## TASK STATEMENT
Copy everything from the start of the records down to the line containing "--target=gray baseball cap", swapping "mask" for "segmentation" and leaving the rest as it stands.

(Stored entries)

-.-.-

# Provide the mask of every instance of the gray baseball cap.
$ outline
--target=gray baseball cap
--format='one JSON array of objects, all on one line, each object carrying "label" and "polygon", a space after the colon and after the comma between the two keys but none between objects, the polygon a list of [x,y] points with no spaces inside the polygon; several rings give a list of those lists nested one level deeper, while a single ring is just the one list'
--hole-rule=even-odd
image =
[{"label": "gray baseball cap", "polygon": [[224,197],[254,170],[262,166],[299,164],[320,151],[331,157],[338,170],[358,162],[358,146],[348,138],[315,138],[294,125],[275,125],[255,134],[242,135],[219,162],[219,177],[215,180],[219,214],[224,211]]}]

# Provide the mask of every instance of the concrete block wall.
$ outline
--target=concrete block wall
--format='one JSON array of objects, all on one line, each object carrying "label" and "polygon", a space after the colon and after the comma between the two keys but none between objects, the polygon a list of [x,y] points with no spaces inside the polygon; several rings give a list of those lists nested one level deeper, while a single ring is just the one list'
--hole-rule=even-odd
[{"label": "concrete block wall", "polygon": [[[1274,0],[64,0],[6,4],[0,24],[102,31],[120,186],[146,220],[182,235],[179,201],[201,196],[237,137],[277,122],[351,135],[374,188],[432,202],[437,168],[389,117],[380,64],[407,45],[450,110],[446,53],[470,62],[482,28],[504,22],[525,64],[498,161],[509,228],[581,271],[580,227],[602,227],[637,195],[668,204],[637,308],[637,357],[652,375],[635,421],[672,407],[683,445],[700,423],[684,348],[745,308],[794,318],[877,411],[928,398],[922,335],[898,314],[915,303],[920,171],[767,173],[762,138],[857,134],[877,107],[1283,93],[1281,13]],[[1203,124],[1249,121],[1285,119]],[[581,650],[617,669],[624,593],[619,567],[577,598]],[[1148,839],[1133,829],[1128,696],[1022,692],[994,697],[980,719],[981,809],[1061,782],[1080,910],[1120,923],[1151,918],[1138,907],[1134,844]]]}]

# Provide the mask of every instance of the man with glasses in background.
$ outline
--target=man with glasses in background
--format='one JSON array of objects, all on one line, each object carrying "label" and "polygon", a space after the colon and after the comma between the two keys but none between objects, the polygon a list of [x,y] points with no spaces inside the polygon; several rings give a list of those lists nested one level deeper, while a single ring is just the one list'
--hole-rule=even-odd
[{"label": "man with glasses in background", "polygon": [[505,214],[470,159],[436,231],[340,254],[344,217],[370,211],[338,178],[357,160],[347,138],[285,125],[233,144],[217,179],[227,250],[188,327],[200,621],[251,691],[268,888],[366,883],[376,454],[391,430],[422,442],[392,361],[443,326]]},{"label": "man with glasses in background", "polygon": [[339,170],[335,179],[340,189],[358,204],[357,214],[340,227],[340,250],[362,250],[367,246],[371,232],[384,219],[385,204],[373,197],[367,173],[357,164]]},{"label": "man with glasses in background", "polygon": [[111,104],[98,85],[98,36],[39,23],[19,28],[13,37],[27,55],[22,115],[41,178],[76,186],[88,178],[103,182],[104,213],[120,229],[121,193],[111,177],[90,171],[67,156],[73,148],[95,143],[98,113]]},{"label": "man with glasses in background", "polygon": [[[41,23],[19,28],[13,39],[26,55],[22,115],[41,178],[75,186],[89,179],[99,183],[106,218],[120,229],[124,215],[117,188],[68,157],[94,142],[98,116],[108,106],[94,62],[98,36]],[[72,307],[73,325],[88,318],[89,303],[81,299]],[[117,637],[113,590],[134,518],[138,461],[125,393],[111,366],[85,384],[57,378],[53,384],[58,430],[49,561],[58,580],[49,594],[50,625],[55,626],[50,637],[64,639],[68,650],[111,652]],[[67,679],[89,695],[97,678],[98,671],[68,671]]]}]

-.-.-

## SOLUTION BELOW
# Provide the segmentation of every instance of the gray baseball cap.
$ outline
--target=gray baseball cap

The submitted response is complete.